Pedido por escrito A
Reúna, das entradas abaixo, todas as linhas em que aparece a palavra "banner".
::::
Aurélio Wander Bastos
Professor Titular Emérito da UniRio
Nesta madrugada de chuva me lembrei do drama de Sócrates (morte 399 a.C.), há cerca de 2500 anos quando se viu constrangido pelas autoridades de Atenas a não contrariar os deuses mediante uma eventual prisão. Numa virada inexplicável com relação a liberdade de consciência, abandonou o discurso crítico e preferiu o suicídio a desobedecer, evitando a execução do poder.
Mesmo que se não saiba que este foi um exemplo, depois do ultimato para calar-se. Immanuel Kant (1724-1804), há cerca a 400 anos, constrangido pelas autoridades Prussianas, em conflito com a França, mesmo tendo por J.J. Rousseau (1712-1798) grande admiração, a ponto de ter na sua casa uma reprodução escritor francês, revolucionou a teoria política moderna, na pacata cidade de Konigsberg, onde passou toda sua vida, tendo sido notificado pelo Rei da Prússia para evitar se pronunciar sobre as práticas religiosas resolveu calar- se e se submeter aos desígnios do Estado, resolveu afirmar que se "discuta o que quiser, mas obedeça".
::::
Pedido por escrito B
Reproduza literalmente a parte do texto acima, sobre Sócrates e Kant, que vai desde "Aurélio Wander Bastos" até "execução do poder.", inclusive.
::::
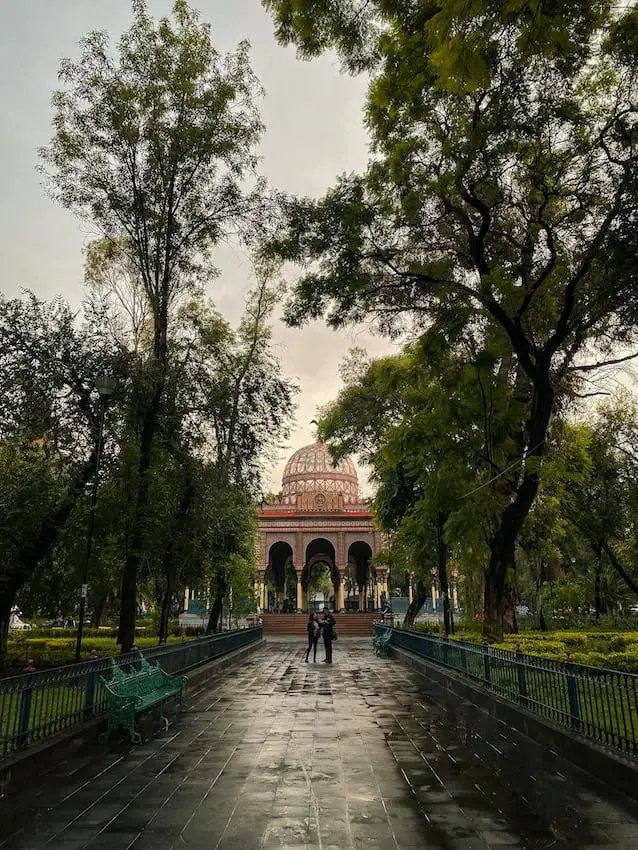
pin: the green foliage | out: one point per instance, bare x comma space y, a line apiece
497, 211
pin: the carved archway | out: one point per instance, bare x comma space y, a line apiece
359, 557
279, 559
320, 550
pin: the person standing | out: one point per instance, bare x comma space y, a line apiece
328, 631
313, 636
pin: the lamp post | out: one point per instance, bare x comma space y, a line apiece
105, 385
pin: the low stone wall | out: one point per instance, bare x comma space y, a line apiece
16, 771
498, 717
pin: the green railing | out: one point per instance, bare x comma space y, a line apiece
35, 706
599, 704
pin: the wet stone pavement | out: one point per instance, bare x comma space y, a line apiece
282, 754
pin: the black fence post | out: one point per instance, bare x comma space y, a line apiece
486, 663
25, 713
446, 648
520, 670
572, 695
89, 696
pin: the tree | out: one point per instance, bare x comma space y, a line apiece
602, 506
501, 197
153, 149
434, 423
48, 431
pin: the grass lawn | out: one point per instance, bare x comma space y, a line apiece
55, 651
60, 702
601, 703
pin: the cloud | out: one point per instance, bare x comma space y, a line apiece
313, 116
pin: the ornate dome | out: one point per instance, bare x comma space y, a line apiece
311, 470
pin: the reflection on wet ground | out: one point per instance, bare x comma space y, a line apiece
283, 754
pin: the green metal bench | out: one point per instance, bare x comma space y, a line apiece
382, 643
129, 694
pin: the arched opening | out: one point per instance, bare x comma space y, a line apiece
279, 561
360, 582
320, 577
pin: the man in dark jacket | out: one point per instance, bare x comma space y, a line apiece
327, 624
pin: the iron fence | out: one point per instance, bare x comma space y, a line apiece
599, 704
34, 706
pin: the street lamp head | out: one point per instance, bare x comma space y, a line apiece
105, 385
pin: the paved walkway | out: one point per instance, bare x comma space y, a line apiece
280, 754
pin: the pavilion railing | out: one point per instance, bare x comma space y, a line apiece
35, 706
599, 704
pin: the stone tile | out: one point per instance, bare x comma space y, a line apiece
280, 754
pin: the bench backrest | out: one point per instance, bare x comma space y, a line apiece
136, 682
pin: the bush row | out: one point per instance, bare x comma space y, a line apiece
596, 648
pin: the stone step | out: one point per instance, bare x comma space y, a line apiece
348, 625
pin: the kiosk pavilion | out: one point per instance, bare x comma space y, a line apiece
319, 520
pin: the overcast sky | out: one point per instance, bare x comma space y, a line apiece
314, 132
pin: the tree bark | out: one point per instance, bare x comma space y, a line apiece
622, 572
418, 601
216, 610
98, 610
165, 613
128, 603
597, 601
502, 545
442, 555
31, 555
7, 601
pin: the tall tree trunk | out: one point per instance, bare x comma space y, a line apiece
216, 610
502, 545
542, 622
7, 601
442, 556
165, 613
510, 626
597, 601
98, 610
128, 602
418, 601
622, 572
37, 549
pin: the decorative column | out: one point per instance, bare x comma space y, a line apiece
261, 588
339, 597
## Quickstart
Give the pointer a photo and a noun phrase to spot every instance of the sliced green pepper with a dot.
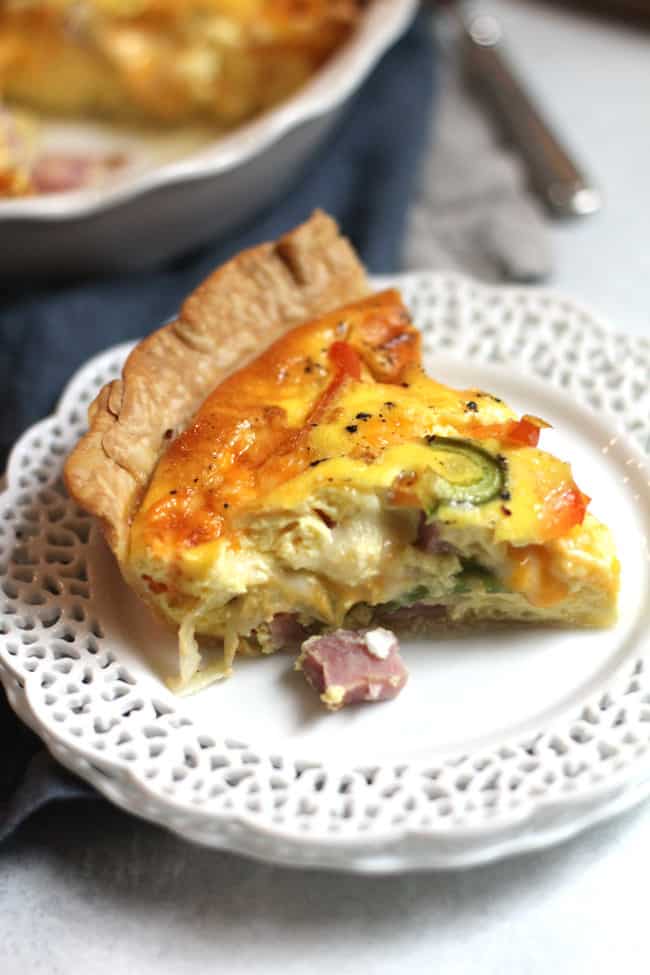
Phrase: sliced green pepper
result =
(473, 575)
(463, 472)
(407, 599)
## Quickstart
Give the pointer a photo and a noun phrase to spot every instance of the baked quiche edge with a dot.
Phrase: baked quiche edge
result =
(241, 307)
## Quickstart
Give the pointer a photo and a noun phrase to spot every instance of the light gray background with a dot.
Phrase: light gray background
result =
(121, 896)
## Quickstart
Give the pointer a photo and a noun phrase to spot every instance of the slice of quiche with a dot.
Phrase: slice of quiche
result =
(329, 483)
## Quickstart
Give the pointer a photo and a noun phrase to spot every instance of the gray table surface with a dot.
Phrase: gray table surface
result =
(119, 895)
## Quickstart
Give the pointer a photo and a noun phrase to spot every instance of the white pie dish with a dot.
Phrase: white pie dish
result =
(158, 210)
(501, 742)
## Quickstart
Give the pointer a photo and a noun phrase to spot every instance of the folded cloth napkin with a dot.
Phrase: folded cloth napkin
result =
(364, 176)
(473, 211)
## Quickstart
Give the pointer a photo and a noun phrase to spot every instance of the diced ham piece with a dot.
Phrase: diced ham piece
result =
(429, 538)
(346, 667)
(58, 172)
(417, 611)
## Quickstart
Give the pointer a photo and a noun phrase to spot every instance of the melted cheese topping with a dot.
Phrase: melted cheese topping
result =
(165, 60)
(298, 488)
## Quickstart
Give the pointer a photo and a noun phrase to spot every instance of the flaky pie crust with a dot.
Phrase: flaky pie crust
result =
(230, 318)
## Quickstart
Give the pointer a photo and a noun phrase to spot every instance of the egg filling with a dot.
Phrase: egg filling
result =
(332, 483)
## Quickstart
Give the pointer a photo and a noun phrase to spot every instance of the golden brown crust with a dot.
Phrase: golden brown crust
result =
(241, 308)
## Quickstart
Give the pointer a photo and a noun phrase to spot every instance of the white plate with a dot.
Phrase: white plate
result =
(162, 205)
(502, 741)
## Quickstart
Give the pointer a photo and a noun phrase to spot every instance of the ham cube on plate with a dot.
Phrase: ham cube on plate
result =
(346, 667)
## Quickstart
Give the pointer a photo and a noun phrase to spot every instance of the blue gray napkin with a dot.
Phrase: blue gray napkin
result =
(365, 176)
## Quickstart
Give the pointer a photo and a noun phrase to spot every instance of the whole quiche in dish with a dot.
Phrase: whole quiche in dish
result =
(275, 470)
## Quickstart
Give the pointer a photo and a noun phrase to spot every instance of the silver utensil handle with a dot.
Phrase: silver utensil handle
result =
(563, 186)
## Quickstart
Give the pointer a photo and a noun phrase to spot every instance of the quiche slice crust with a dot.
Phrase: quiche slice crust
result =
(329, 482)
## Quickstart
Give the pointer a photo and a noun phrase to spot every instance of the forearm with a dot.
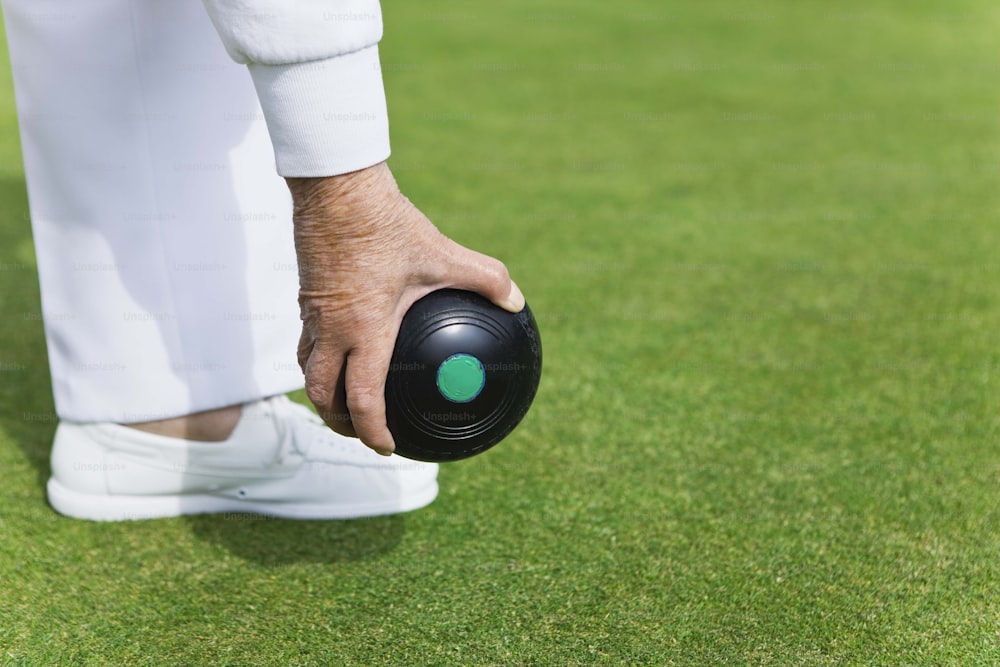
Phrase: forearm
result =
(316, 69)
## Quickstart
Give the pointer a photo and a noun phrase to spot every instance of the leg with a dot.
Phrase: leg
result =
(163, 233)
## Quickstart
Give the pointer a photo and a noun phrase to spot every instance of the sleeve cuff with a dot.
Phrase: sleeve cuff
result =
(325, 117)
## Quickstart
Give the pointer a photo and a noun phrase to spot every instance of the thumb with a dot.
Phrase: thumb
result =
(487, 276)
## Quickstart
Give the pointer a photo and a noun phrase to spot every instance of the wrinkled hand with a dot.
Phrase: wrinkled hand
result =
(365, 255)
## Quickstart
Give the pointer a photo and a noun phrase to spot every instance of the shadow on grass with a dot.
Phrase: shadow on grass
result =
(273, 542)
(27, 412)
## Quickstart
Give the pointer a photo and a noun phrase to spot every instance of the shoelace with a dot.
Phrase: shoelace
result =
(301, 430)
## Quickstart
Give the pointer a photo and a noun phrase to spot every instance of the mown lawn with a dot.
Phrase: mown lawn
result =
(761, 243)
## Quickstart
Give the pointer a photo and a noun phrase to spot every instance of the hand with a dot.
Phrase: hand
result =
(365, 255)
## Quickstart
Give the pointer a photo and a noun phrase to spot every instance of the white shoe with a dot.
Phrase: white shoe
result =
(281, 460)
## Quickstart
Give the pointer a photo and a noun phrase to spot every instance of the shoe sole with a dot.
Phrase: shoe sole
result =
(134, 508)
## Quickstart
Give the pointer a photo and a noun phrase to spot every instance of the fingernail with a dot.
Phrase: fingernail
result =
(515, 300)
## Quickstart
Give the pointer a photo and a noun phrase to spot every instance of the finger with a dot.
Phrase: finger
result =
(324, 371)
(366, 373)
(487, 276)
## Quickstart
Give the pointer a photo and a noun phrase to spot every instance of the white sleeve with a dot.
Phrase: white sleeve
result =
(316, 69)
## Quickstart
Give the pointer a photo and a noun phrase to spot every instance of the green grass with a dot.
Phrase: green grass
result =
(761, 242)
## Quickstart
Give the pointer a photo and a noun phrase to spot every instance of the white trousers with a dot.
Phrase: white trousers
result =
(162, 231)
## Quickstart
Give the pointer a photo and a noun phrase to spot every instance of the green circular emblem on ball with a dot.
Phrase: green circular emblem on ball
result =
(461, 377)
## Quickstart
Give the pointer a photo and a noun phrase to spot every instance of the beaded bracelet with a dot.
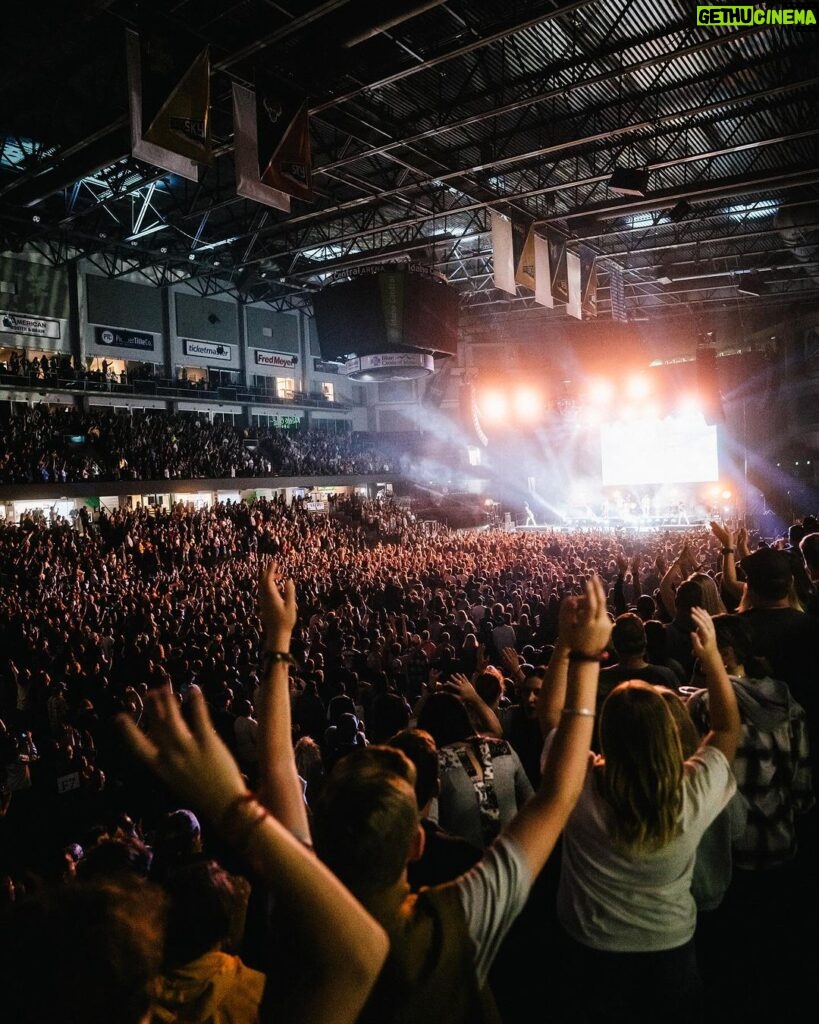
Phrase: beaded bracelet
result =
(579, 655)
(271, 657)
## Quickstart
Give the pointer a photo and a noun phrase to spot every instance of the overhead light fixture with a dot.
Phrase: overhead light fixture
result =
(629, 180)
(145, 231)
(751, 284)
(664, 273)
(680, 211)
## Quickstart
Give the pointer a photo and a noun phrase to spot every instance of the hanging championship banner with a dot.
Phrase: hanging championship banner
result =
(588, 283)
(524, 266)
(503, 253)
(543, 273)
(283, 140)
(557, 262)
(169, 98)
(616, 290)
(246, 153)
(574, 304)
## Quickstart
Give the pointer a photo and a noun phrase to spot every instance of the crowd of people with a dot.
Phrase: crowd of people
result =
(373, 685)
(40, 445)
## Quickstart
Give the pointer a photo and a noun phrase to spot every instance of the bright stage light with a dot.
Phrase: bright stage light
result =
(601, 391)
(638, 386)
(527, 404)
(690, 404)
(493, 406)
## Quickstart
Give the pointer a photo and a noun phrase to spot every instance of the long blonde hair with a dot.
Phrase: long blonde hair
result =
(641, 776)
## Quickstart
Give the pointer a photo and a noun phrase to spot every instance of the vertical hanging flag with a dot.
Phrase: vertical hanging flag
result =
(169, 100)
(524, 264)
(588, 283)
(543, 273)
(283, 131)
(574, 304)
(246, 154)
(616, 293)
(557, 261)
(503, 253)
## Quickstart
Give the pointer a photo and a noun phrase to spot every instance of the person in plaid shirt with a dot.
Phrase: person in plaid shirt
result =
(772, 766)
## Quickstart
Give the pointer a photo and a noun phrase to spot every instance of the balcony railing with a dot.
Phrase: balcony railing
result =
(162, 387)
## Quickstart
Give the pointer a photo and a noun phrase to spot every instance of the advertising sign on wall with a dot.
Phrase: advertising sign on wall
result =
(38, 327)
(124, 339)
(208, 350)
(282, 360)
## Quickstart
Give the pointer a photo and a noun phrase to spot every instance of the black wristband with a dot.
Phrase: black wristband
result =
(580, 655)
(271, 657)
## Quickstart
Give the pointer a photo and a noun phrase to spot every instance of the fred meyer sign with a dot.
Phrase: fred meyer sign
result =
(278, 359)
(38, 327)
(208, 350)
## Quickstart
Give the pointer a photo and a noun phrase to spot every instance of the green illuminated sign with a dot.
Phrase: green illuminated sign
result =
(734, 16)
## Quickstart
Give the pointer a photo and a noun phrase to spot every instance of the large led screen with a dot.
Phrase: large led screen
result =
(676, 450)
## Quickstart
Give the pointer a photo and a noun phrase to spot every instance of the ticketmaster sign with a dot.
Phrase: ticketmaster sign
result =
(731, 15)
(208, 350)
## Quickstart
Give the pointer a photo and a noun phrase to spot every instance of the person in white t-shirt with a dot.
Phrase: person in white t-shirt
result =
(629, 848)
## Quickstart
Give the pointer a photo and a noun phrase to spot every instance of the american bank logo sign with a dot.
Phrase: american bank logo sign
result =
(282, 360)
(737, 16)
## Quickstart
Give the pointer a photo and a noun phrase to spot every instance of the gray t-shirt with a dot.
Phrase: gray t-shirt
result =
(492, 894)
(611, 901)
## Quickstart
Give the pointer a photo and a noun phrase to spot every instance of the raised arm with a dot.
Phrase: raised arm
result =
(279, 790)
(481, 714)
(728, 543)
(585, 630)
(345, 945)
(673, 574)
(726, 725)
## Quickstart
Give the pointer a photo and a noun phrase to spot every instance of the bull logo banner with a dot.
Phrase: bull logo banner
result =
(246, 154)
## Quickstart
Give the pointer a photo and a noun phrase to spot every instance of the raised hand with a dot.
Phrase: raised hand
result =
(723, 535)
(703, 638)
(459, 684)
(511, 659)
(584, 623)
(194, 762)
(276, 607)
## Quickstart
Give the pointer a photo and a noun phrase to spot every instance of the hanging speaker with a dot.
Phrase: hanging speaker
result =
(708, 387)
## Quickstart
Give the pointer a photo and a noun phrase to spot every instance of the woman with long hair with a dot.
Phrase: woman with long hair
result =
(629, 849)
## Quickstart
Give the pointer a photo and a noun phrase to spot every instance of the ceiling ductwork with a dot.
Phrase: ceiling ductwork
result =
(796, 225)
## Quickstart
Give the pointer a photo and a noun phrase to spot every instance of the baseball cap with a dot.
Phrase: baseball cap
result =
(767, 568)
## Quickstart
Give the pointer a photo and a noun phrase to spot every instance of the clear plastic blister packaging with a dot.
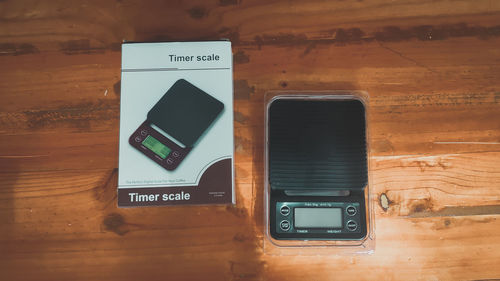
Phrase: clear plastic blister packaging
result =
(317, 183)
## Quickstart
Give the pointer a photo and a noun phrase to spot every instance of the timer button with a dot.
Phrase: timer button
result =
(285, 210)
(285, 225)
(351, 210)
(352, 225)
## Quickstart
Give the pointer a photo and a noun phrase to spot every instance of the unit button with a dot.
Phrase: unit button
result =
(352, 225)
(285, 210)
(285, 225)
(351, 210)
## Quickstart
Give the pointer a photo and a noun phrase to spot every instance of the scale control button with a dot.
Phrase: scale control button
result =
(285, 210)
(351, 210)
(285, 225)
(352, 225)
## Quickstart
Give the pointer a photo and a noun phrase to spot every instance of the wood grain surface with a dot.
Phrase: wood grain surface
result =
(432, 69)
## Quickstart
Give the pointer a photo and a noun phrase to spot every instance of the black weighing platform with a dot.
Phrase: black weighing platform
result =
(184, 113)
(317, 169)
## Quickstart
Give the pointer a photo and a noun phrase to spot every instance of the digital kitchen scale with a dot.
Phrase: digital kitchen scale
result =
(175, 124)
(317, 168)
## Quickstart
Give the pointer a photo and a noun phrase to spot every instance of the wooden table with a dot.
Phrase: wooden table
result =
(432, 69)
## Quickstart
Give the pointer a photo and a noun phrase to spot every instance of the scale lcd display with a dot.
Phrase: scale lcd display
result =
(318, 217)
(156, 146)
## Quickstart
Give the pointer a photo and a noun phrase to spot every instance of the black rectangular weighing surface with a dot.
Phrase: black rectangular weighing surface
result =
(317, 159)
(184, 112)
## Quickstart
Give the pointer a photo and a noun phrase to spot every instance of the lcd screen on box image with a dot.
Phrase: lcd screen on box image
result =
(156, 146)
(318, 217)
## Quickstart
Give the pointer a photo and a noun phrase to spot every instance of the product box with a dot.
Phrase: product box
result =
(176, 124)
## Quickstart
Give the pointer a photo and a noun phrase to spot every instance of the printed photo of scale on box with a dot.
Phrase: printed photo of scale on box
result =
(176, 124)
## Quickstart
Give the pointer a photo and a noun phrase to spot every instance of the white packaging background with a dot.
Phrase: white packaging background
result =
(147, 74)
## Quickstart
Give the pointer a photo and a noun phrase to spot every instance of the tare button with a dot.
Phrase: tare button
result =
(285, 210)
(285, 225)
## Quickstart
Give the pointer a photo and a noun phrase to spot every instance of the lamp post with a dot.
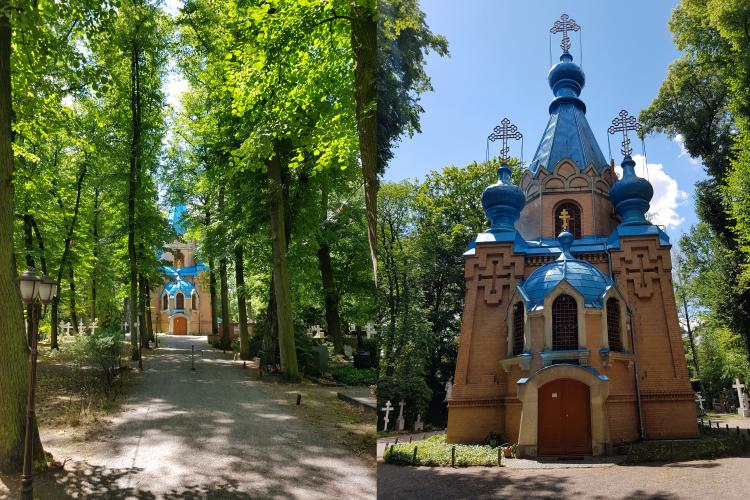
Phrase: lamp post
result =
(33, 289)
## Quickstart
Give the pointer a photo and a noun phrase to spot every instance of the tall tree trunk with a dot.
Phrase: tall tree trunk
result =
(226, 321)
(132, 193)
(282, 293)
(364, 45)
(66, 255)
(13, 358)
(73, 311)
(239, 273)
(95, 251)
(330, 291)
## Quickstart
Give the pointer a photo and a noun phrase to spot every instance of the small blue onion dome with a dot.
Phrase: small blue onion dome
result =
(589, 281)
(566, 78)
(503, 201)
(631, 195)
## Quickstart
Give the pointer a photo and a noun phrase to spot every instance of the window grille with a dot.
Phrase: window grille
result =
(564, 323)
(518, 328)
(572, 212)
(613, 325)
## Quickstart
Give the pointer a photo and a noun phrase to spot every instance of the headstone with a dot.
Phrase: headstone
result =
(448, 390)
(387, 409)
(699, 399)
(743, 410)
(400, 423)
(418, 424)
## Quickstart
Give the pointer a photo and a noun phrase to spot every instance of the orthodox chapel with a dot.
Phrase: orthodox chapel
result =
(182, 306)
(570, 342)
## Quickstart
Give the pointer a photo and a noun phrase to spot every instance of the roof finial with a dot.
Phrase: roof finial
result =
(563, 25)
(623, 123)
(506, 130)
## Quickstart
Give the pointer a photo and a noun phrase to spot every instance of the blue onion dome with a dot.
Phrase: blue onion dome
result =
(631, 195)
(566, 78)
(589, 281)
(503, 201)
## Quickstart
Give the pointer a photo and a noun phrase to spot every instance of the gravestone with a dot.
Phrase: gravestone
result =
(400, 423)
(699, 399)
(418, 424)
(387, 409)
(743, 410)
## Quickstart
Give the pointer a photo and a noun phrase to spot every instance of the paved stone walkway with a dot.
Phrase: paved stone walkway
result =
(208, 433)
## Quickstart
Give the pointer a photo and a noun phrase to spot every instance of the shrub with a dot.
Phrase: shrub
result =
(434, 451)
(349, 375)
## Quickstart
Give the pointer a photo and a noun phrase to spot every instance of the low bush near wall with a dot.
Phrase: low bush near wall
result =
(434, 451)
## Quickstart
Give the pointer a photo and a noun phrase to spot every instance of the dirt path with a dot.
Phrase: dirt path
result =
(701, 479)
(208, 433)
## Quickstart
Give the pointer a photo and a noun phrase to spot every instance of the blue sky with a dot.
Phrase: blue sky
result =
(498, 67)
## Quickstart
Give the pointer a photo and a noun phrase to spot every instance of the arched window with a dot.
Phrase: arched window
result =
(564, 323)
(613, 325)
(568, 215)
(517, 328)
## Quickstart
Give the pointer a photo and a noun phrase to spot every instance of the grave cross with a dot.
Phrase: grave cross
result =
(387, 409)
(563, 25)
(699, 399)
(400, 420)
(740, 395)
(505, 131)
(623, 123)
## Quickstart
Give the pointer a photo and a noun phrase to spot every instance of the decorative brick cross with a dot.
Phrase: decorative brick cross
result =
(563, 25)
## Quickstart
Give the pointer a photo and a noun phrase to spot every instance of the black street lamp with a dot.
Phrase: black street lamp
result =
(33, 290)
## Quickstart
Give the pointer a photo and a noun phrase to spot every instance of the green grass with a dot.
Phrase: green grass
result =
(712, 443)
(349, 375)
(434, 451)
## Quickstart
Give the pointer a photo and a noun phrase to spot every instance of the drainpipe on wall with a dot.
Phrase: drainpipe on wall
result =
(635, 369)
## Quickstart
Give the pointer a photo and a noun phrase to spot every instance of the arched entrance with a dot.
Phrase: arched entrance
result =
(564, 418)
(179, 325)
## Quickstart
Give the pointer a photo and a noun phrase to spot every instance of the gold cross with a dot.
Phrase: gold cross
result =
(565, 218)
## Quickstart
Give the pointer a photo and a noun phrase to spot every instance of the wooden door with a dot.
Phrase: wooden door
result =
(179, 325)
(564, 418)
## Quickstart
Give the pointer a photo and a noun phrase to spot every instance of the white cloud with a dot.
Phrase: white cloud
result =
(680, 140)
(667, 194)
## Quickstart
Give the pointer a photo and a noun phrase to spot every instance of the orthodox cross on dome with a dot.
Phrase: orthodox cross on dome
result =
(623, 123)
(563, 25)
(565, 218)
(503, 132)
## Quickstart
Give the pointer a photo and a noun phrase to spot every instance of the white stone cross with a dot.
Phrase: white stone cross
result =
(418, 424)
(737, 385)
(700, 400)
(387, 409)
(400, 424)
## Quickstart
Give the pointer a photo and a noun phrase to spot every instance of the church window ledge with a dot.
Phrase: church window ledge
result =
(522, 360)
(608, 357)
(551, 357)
::::
Resposta completa A
Give the pointer a photo and a noun phrase to spot every instance of the hanging championship banner with a dot.
Phrase: hanging championship banner
Give the pointer a photo and a noun phrase to spot every instance of the bull logo banner with a dot.
Phrase: bull logo banner

Resposta completa B
Aurélio Wander Bastos
Professor Titular Emérito da UniRio
Nesta madrugada de chuva me lembrei do drama de Sócrates (morte 399 a.C.), há cerca de 2500 anos quando se viu constrangido pelas autoridades de Atenas a não contrariar os deuses mediante uma eventual prisão. Numa virada inexplicável com relação a liberdade de consciência, abandonou o discurso crítico e preferiu o suicídio a desobedecer, evitando a execução do poder.